- _Task requirements_
**A.** In the blog post about processing power and Mississippi's Medicaid troubles, how many times more processing power does an X-Box have than the lunar module that landed men on the moon in 1969?
**B.** Resume the blog post about processing power and Mississippi's Medicaid troubles, picking up after its final sentence.

- _Text under study_

Jim Manis on Most Anything

Jim Manis can formulate an opinion about a good many things, including those about which he has little knowledge. (And some dude named "Lazlo.") Visit The MagicFactory.

Saturday, March 12, 2005

What Is Power? The processing power in your kid's X-Box has 17,000 times more power than the processing power used on the lunar module that landed men on the moon in 1969. Is the X-Box a greater achievement than landing on the moon? Of course not. That's apples to oranges, you say. But the comparison is a typical one made by Wall Street, journalists, and politicians, as if a toy is somehow equivelant to that of placing humans on the moon (not to mention safely returning them).

The state of Mississippi like many others is having trouble with Medicaid. They're broke, and the Republicans who run the state don't want to raise the taxes needed to take care of the sick who live in poverty. The liberal answer is to place a fifty-cent per pack tax on cigarettes. Let's see, only one out of four adults now smoke, and they are predominantly poor and uneducated folks who, far the most part, don't vote. Sounds like a safe tax to impose, and since there is no real effort being made to get people to quit smoking on the part of the government, why not tax these folks?

- _Records_
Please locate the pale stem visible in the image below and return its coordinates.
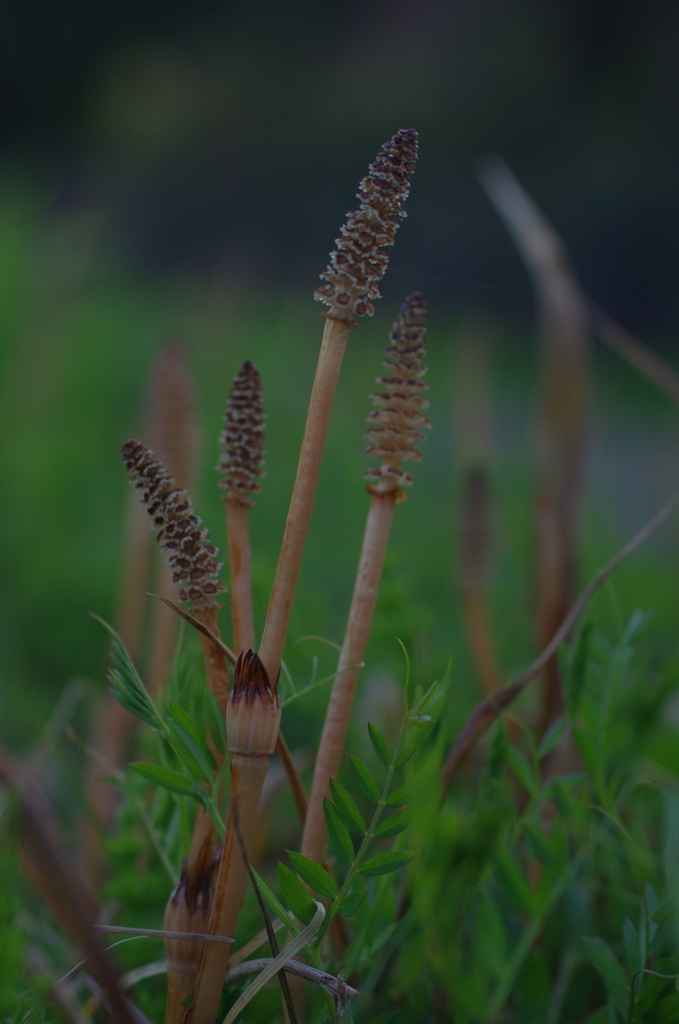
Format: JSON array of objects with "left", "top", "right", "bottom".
[
  {"left": 301, "top": 492, "right": 397, "bottom": 862},
  {"left": 185, "top": 754, "right": 268, "bottom": 1024},
  {"left": 224, "top": 498, "right": 255, "bottom": 654},
  {"left": 147, "top": 561, "right": 178, "bottom": 696},
  {"left": 259, "top": 316, "right": 352, "bottom": 685},
  {"left": 462, "top": 587, "right": 504, "bottom": 693}
]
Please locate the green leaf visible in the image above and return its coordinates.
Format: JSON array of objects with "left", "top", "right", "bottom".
[
  {"left": 393, "top": 743, "right": 417, "bottom": 768},
  {"left": 623, "top": 918, "right": 643, "bottom": 977},
  {"left": 286, "top": 850, "right": 337, "bottom": 899},
  {"left": 374, "top": 810, "right": 411, "bottom": 839},
  {"left": 130, "top": 761, "right": 203, "bottom": 803},
  {"left": 335, "top": 878, "right": 368, "bottom": 918},
  {"left": 385, "top": 782, "right": 413, "bottom": 807},
  {"left": 395, "top": 637, "right": 415, "bottom": 712},
  {"left": 368, "top": 722, "right": 391, "bottom": 768},
  {"left": 349, "top": 754, "right": 380, "bottom": 804},
  {"left": 496, "top": 853, "right": 536, "bottom": 913},
  {"left": 167, "top": 719, "right": 212, "bottom": 782},
  {"left": 90, "top": 612, "right": 163, "bottom": 732},
  {"left": 583, "top": 936, "right": 630, "bottom": 1015},
  {"left": 323, "top": 800, "right": 353, "bottom": 864},
  {"left": 206, "top": 690, "right": 226, "bottom": 754},
  {"left": 358, "top": 850, "right": 416, "bottom": 878},
  {"left": 623, "top": 608, "right": 654, "bottom": 646},
  {"left": 538, "top": 718, "right": 566, "bottom": 761},
  {"left": 275, "top": 861, "right": 316, "bottom": 925},
  {"left": 565, "top": 623, "right": 593, "bottom": 718},
  {"left": 523, "top": 821, "right": 553, "bottom": 864},
  {"left": 330, "top": 778, "right": 368, "bottom": 836},
  {"left": 650, "top": 893, "right": 677, "bottom": 925},
  {"left": 507, "top": 745, "right": 538, "bottom": 796},
  {"left": 169, "top": 701, "right": 217, "bottom": 771}
]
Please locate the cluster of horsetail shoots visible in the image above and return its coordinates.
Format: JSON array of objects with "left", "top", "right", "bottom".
[
  {"left": 114, "top": 129, "right": 417, "bottom": 1024},
  {"left": 301, "top": 293, "right": 429, "bottom": 861},
  {"left": 185, "top": 650, "right": 281, "bottom": 1024},
  {"left": 259, "top": 129, "right": 418, "bottom": 680}
]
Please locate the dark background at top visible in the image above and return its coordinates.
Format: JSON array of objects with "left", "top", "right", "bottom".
[{"left": 0, "top": 0, "right": 679, "bottom": 343}]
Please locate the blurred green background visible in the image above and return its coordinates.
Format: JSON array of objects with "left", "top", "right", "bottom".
[{"left": 0, "top": 0, "right": 679, "bottom": 750}]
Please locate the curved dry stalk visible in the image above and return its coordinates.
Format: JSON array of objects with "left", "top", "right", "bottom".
[
  {"left": 301, "top": 293, "right": 429, "bottom": 862},
  {"left": 461, "top": 466, "right": 502, "bottom": 693},
  {"left": 0, "top": 745, "right": 137, "bottom": 1024},
  {"left": 481, "top": 155, "right": 591, "bottom": 731},
  {"left": 217, "top": 362, "right": 264, "bottom": 653},
  {"left": 185, "top": 650, "right": 281, "bottom": 1024},
  {"left": 441, "top": 496, "right": 679, "bottom": 793},
  {"left": 259, "top": 129, "right": 418, "bottom": 685},
  {"left": 163, "top": 808, "right": 216, "bottom": 1024},
  {"left": 589, "top": 304, "right": 679, "bottom": 401}
]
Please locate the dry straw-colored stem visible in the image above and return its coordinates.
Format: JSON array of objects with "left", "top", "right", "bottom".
[
  {"left": 301, "top": 293, "right": 429, "bottom": 861},
  {"left": 83, "top": 345, "right": 197, "bottom": 882},
  {"left": 185, "top": 650, "right": 281, "bottom": 1024},
  {"left": 217, "top": 362, "right": 264, "bottom": 653},
  {"left": 461, "top": 466, "right": 503, "bottom": 693},
  {"left": 259, "top": 318, "right": 352, "bottom": 680},
  {"left": 259, "top": 129, "right": 417, "bottom": 683},
  {"left": 453, "top": 317, "right": 503, "bottom": 693},
  {"left": 481, "top": 161, "right": 591, "bottom": 731},
  {"left": 163, "top": 809, "right": 216, "bottom": 1024},
  {"left": 440, "top": 496, "right": 679, "bottom": 794}
]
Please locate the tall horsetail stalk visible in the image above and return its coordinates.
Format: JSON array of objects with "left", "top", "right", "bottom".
[
  {"left": 301, "top": 293, "right": 429, "bottom": 862},
  {"left": 186, "top": 129, "right": 417, "bottom": 1024},
  {"left": 259, "top": 128, "right": 418, "bottom": 684},
  {"left": 147, "top": 344, "right": 199, "bottom": 694},
  {"left": 185, "top": 650, "right": 281, "bottom": 1024},
  {"left": 217, "top": 362, "right": 265, "bottom": 653},
  {"left": 82, "top": 344, "right": 198, "bottom": 882},
  {"left": 216, "top": 361, "right": 306, "bottom": 821},
  {"left": 122, "top": 439, "right": 229, "bottom": 1024},
  {"left": 122, "top": 439, "right": 229, "bottom": 711}
]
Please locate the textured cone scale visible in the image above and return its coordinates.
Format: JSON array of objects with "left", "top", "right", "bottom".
[
  {"left": 313, "top": 128, "right": 418, "bottom": 322},
  {"left": 217, "top": 362, "right": 264, "bottom": 505},
  {"left": 122, "top": 439, "right": 225, "bottom": 611},
  {"left": 366, "top": 292, "right": 430, "bottom": 495}
]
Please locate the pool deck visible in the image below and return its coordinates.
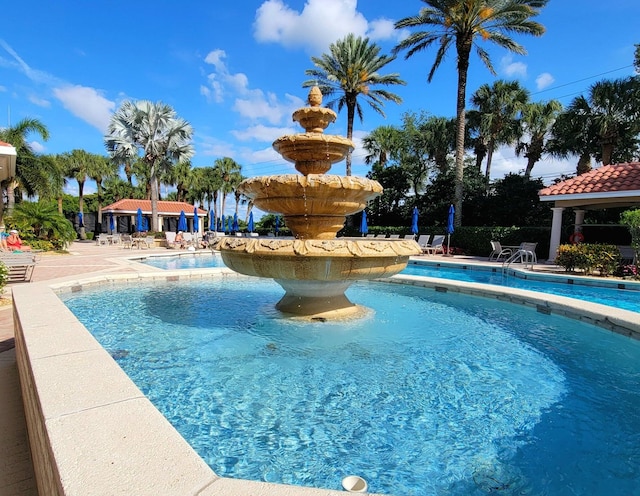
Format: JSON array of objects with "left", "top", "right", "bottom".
[{"left": 0, "top": 241, "right": 632, "bottom": 496}]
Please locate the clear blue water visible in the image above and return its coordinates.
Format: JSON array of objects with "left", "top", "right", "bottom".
[
  {"left": 145, "top": 255, "right": 640, "bottom": 312},
  {"left": 64, "top": 279, "right": 640, "bottom": 496}
]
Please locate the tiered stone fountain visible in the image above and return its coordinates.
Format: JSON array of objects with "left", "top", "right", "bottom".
[{"left": 216, "top": 87, "right": 421, "bottom": 319}]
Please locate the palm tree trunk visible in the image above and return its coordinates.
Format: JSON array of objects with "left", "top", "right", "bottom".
[
  {"left": 346, "top": 97, "right": 356, "bottom": 176},
  {"left": 453, "top": 39, "right": 472, "bottom": 227}
]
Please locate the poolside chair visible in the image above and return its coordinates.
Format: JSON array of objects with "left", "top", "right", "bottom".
[
  {"left": 422, "top": 234, "right": 445, "bottom": 255},
  {"left": 416, "top": 234, "right": 431, "bottom": 252},
  {"left": 120, "top": 234, "right": 133, "bottom": 249},
  {"left": 489, "top": 241, "right": 513, "bottom": 262}
]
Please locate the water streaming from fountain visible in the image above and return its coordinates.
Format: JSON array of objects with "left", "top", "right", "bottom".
[{"left": 215, "top": 87, "right": 421, "bottom": 319}]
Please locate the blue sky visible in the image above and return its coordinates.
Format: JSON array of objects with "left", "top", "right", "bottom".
[{"left": 0, "top": 0, "right": 640, "bottom": 208}]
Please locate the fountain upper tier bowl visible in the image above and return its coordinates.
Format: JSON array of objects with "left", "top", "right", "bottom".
[{"left": 238, "top": 174, "right": 382, "bottom": 239}]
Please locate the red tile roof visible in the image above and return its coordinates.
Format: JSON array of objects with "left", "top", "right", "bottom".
[
  {"left": 102, "top": 199, "right": 207, "bottom": 217},
  {"left": 538, "top": 162, "right": 640, "bottom": 199}
]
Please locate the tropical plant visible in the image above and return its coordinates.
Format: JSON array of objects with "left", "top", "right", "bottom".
[
  {"left": 516, "top": 100, "right": 562, "bottom": 179},
  {"left": 105, "top": 100, "right": 194, "bottom": 231},
  {"left": 7, "top": 201, "right": 76, "bottom": 250},
  {"left": 302, "top": 33, "right": 406, "bottom": 176},
  {"left": 620, "top": 208, "right": 640, "bottom": 261},
  {"left": 0, "top": 118, "right": 49, "bottom": 219},
  {"left": 550, "top": 77, "right": 640, "bottom": 169},
  {"left": 394, "top": 0, "right": 548, "bottom": 226},
  {"left": 471, "top": 80, "right": 529, "bottom": 185}
]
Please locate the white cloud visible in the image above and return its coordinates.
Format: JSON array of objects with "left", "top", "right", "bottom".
[
  {"left": 500, "top": 55, "right": 527, "bottom": 79},
  {"left": 536, "top": 72, "right": 555, "bottom": 91},
  {"left": 29, "top": 141, "right": 45, "bottom": 153},
  {"left": 29, "top": 95, "right": 51, "bottom": 107},
  {"left": 53, "top": 85, "right": 115, "bottom": 133},
  {"left": 254, "top": 0, "right": 397, "bottom": 54}
]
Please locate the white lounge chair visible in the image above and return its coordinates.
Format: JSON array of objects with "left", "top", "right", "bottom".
[
  {"left": 489, "top": 241, "right": 513, "bottom": 262},
  {"left": 422, "top": 234, "right": 445, "bottom": 255}
]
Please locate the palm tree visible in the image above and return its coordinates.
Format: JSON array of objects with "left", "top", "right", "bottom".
[
  {"left": 59, "top": 150, "right": 106, "bottom": 239},
  {"left": 394, "top": 0, "right": 548, "bottom": 226},
  {"left": 0, "top": 118, "right": 49, "bottom": 219},
  {"left": 362, "top": 126, "right": 400, "bottom": 167},
  {"left": 549, "top": 77, "right": 640, "bottom": 173},
  {"left": 516, "top": 100, "right": 562, "bottom": 179},
  {"left": 105, "top": 100, "right": 194, "bottom": 231},
  {"left": 471, "top": 80, "right": 529, "bottom": 186},
  {"left": 302, "top": 33, "right": 406, "bottom": 176},
  {"left": 213, "top": 157, "right": 242, "bottom": 220}
]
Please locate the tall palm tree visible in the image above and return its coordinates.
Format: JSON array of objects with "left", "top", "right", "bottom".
[
  {"left": 394, "top": 0, "right": 548, "bottom": 226},
  {"left": 471, "top": 80, "right": 529, "bottom": 186},
  {"left": 105, "top": 100, "right": 194, "bottom": 231},
  {"left": 302, "top": 33, "right": 406, "bottom": 176},
  {"left": 0, "top": 118, "right": 49, "bottom": 218},
  {"left": 213, "top": 157, "right": 242, "bottom": 220},
  {"left": 59, "top": 150, "right": 107, "bottom": 239},
  {"left": 516, "top": 100, "right": 562, "bottom": 179},
  {"left": 362, "top": 126, "right": 400, "bottom": 167}
]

- _Task answers_
**A.** 17,000 times more.

**B.**
Mississippi isn't the only state trying to raise taxes on tobacco in order to cover their lack of revenue. However, Mississippi is one of the few states who used their wind fall tax benefit that came after the massive tobacco settlement in the late nineties. You'll remember that a number of state prosecutors sued the tobacco companies back then and gained billions in a settlement that purportedly would allow the states to recoup lost tax revenues. The real truth is that the states were always complicit with the tobacco industry and that it was a safe way to fill their coffers. Tobacco, by the way, has earned record profits ever since.

Definition: "Tobacco Settlement": a means by which government conspires with big tobacco to further milk poor people.